At a glance
- 1 in 10 women will suffer bouts of depression during pregnancy
- Important to spot the signs and seek help if you feel depressed
Is antenatal depression common?
Pregnancy is assumed to be a time of happiness and joy for you, your partner and family. It might seem like an unlikely time to suffer from depression, but for at least one in 10 pregnant women this is exactly what happens.
It’s easy to assume that the feelings associated with depression are part and parcel of the changes your body is going through and see this as a reason to not seek help. But depression is serious and can have serious consequences if you don’t get the help and support that you need.
Am I more likely to be depressed in pregnancy?
Finding out that you’re pregnant signals a time of change both emotionally and physically. Your body will be going through a lot of hormonal changes and you will suddenly find yourself with a lot more to think about.
There can be financial worries, concerns about career as well as general worries about being pregnant and the health of your baby. Later on in pregnancy difficulty in sleeping can also contribute to feeling low. All of these things can increase your chances of having bouts of depression.

Data provided |
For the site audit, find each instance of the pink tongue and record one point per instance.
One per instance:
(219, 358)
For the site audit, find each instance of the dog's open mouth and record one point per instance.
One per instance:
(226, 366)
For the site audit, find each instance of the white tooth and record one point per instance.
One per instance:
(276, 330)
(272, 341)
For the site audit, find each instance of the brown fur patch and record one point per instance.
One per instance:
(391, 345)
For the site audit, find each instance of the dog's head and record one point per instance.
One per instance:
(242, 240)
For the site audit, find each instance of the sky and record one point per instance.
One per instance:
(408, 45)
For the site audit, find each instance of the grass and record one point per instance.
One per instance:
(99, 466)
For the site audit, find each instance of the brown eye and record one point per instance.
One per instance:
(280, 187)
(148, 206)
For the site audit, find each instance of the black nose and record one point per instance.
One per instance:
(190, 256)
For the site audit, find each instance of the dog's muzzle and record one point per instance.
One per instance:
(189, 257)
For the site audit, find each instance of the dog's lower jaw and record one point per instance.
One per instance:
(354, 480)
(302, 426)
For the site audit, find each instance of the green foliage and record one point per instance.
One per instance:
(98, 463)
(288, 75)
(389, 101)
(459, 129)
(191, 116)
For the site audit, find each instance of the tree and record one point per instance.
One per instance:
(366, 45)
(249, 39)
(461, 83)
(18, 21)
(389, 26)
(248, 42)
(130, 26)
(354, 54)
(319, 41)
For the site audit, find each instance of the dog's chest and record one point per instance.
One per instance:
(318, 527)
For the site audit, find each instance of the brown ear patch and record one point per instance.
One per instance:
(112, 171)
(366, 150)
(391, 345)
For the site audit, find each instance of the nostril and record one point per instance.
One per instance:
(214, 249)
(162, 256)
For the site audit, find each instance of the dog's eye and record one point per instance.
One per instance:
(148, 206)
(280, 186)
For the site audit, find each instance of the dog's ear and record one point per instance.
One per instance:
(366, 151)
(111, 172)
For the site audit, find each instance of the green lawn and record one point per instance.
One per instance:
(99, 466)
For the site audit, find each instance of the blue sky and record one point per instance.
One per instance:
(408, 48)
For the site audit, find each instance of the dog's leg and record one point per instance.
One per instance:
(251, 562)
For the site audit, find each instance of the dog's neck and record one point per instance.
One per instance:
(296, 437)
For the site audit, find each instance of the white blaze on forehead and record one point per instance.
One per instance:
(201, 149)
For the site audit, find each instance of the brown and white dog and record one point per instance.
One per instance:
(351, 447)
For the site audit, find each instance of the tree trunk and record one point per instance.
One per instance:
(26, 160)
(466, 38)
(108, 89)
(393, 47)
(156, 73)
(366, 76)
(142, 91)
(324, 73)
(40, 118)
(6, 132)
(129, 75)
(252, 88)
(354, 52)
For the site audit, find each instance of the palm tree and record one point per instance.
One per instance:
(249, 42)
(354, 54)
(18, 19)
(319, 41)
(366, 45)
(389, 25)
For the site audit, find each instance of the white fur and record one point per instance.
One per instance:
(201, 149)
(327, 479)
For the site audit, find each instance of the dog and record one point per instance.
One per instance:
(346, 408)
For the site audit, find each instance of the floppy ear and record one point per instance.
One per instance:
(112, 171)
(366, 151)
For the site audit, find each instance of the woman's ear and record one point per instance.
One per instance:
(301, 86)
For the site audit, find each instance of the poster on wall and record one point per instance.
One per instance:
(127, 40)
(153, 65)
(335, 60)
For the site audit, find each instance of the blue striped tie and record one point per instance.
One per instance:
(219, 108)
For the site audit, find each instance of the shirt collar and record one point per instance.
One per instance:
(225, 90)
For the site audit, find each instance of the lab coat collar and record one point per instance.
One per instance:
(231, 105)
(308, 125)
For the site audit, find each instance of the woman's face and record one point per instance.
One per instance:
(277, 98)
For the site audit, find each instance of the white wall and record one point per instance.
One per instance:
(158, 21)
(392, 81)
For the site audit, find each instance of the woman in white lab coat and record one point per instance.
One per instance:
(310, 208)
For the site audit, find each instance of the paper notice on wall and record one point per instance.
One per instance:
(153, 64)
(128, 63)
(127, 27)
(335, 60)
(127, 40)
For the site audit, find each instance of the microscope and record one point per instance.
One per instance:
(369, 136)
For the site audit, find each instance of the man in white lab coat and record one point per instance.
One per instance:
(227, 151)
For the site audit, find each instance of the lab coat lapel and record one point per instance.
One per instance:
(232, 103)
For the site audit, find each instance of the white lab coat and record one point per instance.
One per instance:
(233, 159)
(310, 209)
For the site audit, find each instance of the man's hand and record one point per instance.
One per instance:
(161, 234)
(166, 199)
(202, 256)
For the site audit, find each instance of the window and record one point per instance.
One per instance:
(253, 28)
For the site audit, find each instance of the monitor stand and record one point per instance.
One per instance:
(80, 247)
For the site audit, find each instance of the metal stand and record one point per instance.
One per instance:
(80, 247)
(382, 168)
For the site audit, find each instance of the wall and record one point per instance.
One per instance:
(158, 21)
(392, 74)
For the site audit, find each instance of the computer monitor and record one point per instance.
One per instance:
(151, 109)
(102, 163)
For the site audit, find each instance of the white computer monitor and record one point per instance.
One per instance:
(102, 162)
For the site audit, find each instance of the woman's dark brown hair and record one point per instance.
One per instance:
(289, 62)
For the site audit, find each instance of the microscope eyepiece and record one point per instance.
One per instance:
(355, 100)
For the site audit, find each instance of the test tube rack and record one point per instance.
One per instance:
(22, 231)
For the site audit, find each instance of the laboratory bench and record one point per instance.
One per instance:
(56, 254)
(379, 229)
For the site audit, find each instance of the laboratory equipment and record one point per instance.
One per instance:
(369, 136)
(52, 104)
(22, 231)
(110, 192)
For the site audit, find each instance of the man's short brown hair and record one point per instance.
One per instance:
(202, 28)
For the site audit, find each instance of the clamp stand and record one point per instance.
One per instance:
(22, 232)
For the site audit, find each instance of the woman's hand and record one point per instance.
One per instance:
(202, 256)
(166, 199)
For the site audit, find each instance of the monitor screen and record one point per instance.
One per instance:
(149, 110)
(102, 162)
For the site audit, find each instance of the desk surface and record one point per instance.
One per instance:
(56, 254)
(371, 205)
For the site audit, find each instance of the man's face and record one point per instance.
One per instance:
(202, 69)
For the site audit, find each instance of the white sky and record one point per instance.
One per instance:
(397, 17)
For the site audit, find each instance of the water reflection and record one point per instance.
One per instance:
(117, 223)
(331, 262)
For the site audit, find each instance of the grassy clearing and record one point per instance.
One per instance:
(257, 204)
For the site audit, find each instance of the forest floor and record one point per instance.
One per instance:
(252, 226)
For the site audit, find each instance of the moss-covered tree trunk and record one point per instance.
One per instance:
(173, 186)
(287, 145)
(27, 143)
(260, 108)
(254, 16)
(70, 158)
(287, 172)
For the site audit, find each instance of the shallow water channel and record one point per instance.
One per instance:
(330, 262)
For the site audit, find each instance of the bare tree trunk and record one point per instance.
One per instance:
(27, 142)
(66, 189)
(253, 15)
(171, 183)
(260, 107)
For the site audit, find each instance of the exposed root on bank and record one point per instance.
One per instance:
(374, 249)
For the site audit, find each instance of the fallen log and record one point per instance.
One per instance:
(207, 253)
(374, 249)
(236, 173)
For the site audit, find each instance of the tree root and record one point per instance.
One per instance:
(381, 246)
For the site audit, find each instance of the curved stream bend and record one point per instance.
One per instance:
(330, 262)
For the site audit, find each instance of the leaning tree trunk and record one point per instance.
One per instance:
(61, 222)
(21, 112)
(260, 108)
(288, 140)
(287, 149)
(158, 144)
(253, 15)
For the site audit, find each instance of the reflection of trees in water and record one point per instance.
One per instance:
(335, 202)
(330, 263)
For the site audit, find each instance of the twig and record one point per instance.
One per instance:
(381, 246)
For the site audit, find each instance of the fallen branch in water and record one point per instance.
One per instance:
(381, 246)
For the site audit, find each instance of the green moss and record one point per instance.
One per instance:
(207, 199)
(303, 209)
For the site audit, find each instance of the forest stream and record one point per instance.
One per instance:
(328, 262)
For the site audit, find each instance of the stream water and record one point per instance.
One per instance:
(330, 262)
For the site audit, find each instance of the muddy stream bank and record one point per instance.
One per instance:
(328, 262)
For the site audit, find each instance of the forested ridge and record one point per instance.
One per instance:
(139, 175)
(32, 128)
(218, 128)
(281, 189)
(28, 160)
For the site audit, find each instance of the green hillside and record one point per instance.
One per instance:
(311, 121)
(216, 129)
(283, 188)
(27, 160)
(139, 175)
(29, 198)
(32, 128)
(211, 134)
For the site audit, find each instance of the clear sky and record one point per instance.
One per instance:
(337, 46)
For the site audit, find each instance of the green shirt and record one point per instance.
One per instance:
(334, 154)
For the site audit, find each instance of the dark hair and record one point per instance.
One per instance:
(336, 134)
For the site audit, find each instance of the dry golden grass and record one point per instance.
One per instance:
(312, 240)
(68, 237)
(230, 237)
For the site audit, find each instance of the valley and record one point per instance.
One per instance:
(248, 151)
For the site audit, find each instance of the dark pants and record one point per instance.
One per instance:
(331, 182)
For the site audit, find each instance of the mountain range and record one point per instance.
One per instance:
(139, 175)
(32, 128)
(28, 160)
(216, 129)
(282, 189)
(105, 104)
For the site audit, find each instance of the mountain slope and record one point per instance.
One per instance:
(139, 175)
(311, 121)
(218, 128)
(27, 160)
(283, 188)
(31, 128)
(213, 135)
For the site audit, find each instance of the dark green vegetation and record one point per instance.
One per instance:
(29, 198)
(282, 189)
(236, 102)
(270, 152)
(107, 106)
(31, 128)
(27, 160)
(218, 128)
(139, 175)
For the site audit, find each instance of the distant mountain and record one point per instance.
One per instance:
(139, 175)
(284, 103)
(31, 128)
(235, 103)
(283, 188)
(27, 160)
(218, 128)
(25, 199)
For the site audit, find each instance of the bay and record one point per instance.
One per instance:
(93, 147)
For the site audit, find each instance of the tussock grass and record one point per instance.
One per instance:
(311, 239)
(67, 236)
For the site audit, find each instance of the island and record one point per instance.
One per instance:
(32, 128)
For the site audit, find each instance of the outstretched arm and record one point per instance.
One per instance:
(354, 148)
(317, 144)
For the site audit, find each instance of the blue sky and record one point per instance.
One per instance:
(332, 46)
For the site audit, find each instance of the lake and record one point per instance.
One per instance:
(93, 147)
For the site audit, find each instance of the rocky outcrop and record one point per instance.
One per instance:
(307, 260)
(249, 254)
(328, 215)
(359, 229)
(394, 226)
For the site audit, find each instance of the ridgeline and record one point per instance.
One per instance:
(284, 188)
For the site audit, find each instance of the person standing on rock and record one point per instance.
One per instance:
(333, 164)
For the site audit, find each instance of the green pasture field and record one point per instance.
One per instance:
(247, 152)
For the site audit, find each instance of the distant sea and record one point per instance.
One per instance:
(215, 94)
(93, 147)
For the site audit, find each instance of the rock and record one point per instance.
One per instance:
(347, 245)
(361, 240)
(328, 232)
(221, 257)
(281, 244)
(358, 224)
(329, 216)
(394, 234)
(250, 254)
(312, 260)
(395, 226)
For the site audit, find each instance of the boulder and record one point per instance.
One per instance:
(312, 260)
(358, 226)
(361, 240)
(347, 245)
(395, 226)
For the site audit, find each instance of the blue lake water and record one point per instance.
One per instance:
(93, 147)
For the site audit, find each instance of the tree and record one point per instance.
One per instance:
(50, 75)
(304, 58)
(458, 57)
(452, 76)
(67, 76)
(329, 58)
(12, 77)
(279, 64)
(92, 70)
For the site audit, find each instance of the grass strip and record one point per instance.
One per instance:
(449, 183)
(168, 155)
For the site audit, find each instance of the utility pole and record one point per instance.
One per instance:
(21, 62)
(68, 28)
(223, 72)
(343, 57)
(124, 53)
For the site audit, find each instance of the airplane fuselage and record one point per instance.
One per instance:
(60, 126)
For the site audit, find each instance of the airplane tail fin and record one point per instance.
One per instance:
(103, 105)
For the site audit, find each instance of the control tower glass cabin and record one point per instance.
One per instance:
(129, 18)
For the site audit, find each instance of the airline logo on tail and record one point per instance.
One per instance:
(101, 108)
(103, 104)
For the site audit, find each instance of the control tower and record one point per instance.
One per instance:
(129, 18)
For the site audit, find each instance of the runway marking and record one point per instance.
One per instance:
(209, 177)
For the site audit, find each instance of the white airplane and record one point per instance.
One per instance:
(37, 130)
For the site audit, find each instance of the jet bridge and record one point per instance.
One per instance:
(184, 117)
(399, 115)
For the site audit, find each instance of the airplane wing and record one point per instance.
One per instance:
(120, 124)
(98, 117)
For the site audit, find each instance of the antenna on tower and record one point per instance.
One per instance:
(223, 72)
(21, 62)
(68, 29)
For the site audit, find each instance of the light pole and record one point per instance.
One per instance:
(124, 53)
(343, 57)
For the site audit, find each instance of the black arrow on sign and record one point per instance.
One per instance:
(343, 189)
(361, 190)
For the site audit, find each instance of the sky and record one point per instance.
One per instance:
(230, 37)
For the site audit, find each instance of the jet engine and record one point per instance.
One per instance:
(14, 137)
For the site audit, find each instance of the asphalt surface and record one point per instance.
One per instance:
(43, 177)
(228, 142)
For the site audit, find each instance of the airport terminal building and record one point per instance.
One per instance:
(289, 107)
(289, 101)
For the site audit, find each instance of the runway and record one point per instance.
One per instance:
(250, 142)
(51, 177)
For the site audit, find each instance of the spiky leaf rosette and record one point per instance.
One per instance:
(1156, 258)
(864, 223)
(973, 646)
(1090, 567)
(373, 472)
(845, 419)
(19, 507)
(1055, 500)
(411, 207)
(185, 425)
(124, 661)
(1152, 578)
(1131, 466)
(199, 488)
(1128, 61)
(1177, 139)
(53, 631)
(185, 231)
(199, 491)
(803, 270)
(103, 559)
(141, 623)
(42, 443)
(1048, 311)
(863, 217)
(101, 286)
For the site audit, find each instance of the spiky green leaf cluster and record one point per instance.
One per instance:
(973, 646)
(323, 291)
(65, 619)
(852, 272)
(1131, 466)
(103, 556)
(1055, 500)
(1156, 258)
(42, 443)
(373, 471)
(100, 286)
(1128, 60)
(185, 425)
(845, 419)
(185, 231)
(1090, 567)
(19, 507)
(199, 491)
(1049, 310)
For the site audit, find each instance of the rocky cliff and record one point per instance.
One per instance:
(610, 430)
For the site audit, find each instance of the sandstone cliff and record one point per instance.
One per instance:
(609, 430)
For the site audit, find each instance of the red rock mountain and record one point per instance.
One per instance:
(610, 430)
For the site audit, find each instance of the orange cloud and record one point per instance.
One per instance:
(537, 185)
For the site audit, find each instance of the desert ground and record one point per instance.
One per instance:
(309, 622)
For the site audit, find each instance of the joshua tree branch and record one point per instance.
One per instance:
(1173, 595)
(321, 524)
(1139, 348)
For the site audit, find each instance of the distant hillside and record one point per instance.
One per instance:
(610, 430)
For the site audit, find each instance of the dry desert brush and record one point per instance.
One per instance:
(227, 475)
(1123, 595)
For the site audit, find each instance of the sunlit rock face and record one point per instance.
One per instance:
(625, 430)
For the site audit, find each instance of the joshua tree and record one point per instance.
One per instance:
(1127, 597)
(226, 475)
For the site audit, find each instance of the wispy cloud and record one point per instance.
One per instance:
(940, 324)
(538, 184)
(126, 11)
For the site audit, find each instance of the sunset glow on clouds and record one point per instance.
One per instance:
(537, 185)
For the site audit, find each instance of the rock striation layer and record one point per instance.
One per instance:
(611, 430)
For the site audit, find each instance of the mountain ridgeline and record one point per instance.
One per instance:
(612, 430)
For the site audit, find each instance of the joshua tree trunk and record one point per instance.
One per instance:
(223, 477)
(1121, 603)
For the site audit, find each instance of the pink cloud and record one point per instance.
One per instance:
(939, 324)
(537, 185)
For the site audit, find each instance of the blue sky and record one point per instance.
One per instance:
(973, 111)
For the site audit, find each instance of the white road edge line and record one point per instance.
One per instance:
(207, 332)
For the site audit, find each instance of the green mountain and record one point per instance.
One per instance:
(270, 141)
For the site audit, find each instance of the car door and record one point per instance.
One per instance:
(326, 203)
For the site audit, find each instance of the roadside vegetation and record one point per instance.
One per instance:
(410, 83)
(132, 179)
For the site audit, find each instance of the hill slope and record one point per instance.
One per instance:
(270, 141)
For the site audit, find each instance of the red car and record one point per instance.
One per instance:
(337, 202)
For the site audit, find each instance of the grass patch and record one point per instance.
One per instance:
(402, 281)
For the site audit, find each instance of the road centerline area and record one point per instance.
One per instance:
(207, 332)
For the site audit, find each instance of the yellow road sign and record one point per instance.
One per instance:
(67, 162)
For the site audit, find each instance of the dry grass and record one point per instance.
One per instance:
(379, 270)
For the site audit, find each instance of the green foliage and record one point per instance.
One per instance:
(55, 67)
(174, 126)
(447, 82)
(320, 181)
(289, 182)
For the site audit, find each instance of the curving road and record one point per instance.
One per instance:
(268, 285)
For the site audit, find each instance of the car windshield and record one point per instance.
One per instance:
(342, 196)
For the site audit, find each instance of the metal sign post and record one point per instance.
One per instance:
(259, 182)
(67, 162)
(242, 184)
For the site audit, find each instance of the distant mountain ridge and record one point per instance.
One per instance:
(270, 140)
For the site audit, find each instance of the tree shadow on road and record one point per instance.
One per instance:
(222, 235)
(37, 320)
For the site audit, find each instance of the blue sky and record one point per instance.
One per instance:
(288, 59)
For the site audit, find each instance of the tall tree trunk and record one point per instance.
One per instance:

Work to complete |
- a) Decide whether each statement below agrees with the antenatal depression text. Give yes or no for each, with the deciding words of the text quoted exactly.
(i) At least one in ten pregnant women experiences depression.
(ii) The text names difficulty sleeping as a factor early in pregnancy.
(iii) The text advises treating depressive feelings as a normal part of bodily changes rather than seeking help.
- b) Please carry on the antenatal depression text, starting after its last sentence.

List of answers |
- a)
(i) Yes: "for at least one in 10 pregnant women this is exactly what happens."
(ii) No: "Later on in pregnancy difficulty in sleeping can also contribute to feeling low."
(iii) No: "But depression is serious and can have serious consequences if you don’t get the help and support that you need."

- b)
It’s a misconception that all mums-to-be will naturally fall back on ‘maternal instincts’ and be fine, but in reality plenty of pregnant woman are worried about what’s to come and not talking about these worries can lead to anxiety and depression.
You may also be more at risk of depression if any of the following factors apply:
- Previous history of depression for you or your family members
- Previous pregnancy loss
- Problems with your pregnancy
- Relationship difficulties
How can I tell if I’m suffering from depression during or after pregnancy?
Depression is a very personal experience and can vary from person to person but it’s important to be aware of the general signs.
It’s difficult to give you any one symptom that you may be experiencing that means you’re suffering from mild or even severe depression, but warning signs to look out for include:
- Feeling unable to cope
- Feeling irritable and angry
- Being afraid of being alone with your baby
- Sleeping problems - that can add to you feeling low
- Feelings of guilt
- Loss of pleasure in activities you usually enjoy
- Uncontrollable feelings of panic
- Feeling tired and lethargic
- Gaining or losing large amounts of weight
- Crying or feeling on the verge of tears often
If you’re displaying any of these feelings or signs it’s best to talk to your doctor or midwife as soon as possible.
How can I treat depression?
The best way to treat antenatal depression is with the help of a professional who will be able to discuss everything with you and provide you with the support that you need. There are additional steps you can take if you’re feeling low:
Engage in some exercise to help you unwind and focus your mind - There are a number of exercise activities that are safe during pregnancy including swimming and pregnancy yoga.
Take time out to treat yourself - Even if it’s just a morning off to visit your favourite coffee shop and read a book for a few hours; making time just for you will help a lot.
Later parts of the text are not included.